▸ **Data supplied**
Start of Block

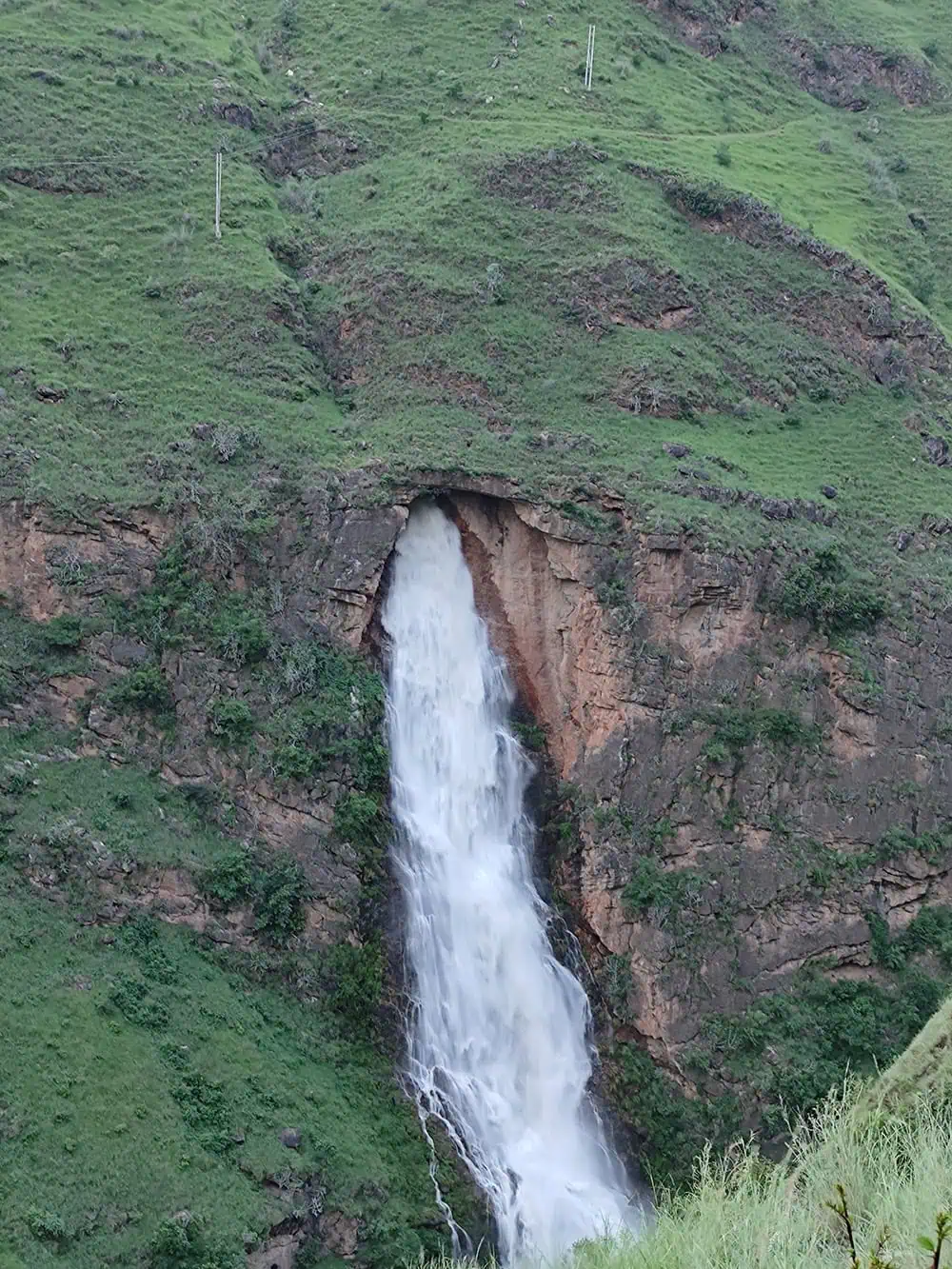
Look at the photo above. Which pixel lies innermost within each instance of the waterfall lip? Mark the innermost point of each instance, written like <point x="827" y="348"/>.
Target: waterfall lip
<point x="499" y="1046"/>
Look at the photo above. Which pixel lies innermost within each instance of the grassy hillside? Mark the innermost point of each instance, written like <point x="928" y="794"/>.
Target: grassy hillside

End of Block

▸ **Problem statement**
Copy all the lines from the data above that hold the word "written".

▸ **Answer box**
Look at the photo above. Which pixel lies innermost within each instance of the waterfall lip? Mark the innermost point of each instance, written like <point x="827" y="348"/>.
Look at the photo above. Which pixel lies innermost within each instance of the grassy hillside? Mark the innermost point of each instance, written like <point x="928" y="794"/>.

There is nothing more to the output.